** DOCUMENT SEGMENT **
Gøhril Jeanne Gabrielsen (born 14 January 1961) is a Norwegian writer. She grew up in Finnmark, but now lives in Oslo. Gabrielsen's debut novel Unevnelige hendelser (Unspeakable Events) came out in 2006 and was well received by critics, winning Aschehoug’s First Book Award. She has published several other novels, including Svimlende muligheter, ingen frykt (The Looking-Glass Sisters) and Skadedyr (Vermin). The Looking-Glass Sisters has been released in English translation by Peirene Press.
Ankomst has been translated by Deborah Dawkin from Gøhril Gabrielsen's 2017's Norwegian original, and published by the wonderful small independent Peirene Press as part of their rather-neatly timed Closed Universe series of books in 2020.
Both author and translator are new to me but Peirene prevoiusly published the author's The Looking-Glass Sisters in John Irons' translatoin and Dawkin translated, amongst others, The Bell in the Lake from Lars Mytting and The Blue Room from Hanne Ørstavik.
The novel is narrated by a research biologist in her mid 30s and as the story opens she has been dropped off by a local ship captain, in early January, in a remote location inside the Arctic Circle, where she will stay for several months, initially alone.
A jeg så lysene fra båten forsvinne i mørket bak odden, var isolasjonen fra omverden en uomtvistelig realitet.
As I watched the lights from his boat vanish into the darkness behind the headland, my isolation from the outside world became an unarguable reality.
Her research aim is to measure the weather patterns in the area to better understand the impact of climate on migratory seabirds. But one immediately gets a sense that this activity, while clearly of key scientific importance, also represents a form of displacement:
I feel a tingle of joy at the concrete nature of the task I have set myself, the hard facts that will now be my focus. Diagrams, rising and falling columns, units, measurements in hectopascals, metres per second, percentages and degrees Celsius. Clear and measurable phenomena are what I want. The language of indisputable realities, rather than dumb, undefinable feelings. ... That is why I have cut loose, abandoned everything else for now, because the mapping of these meteorological parameters over a longer period will make a meaningful difference. I have told myself this so many times that I know it to be the truth.
We soon learn that a year ago she told her husband that she wanted a divorce, to which he reacted, at least in her account, with hostility even violence. She has come here, as well, to get away from him, leaving her three-year old daughter in his custody. And ,unknown to him, she hopes to be joined by her lover, himself divorced four-years earlier and with a young daughter. But her lover seems more reluctant to leave his daughter in his ex-wife's custody, and his trip to join her is repeatedly postponed:
He has to be more direct, show some grit, some sense of solidarity. After all, I’ve made the choice he is hesitating to make.

** RECORD SET **
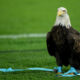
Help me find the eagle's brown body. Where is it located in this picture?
[46,25,80,69]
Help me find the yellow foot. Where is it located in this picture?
[56,72,62,74]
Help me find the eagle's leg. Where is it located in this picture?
[64,67,78,75]
[54,66,62,74]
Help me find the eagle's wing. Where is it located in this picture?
[46,32,56,56]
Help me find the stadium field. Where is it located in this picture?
[0,0,80,80]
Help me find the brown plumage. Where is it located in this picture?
[46,25,80,69]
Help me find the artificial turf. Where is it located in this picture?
[0,0,80,80]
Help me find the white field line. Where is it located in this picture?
[0,33,46,39]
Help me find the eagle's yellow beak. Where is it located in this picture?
[58,10,63,16]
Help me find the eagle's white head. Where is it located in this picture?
[55,7,71,28]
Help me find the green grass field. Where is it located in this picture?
[0,0,80,80]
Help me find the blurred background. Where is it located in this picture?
[0,0,80,80]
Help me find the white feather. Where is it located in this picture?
[54,8,71,28]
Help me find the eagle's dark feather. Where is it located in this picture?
[46,25,80,69]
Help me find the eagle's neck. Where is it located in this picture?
[54,14,71,29]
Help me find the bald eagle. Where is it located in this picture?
[46,7,80,73]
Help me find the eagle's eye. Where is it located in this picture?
[63,10,66,12]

** PROMPT 1 **
In the review of Ankomst, substitute "excellent" for "wonderful" and give the passage between "Ankomst has been" and "from Hanne Ørstavik.", inclusive.
** PROMPT 2 **
Carry the review of Ankomst forward from the point at which it stops.

** RESULT 1 **
Ankomst has been translated by Deborah Dawkin from Gøhril Gabrielsen's 2017's Norwegian original, and published by the excellent small independent Peirene Press as part of their rather-neatly timed Closed Universe series of books in 2020.
Both author and translator are new to me but Peirene prevoiusly published the author's The Looking-Glass Sisters in John Irons' translatoin and Dawkin translated, amongst others, The Bell in the Lake from Lars Mytting and The Blue Room from Hanne Ørstavik.

** RESULT 2 **
The novel weaves in some evocative descriptions of nature, and the collaborative parenting behaviour of the bird species (see e.g. https://cosmosmagazine.com/biology/lo...) provides a contrast to her own troubled ex-family; the research behind her scientific thoughts is sufficiently convincing that I've seen reviews suggesting it is perhaps too dry and detailed, although I wouldn't agree as it creates both a convincing character and a contrast to her more emotional imaginings.
She is staying in a former fisherman's hut, but while studying a history brochure left on the shelves she learns that in 1870 a house on the same site, occupied by a fisherman, his wife and their six children, a family engaged in a ceaseless struggle in infinite darkness at the furthest edge of the world, burned down in an accident, the youngest, a boy, dying in the fire. The brochure suggests a further tragedy occurred a year later, although it doesn't expand on this.
Lacking the anticipated company, her communication with others is limited to periodic Skype calls with her lover, threatening texts from her former husband and occasional visits from the ship's captain, who seems to be reporting back to her ex. Instead she becomes haunted with imagining exactly what happened in 1870 and how they would have felt, constructing a story that the mother was at fault, and the father of the family never forgave her for the loss of his only son, and then imputing the guilt as her own:
Was that how it was?
I am spinning a story out of thin air and my own experiences. Am I stretching it too far?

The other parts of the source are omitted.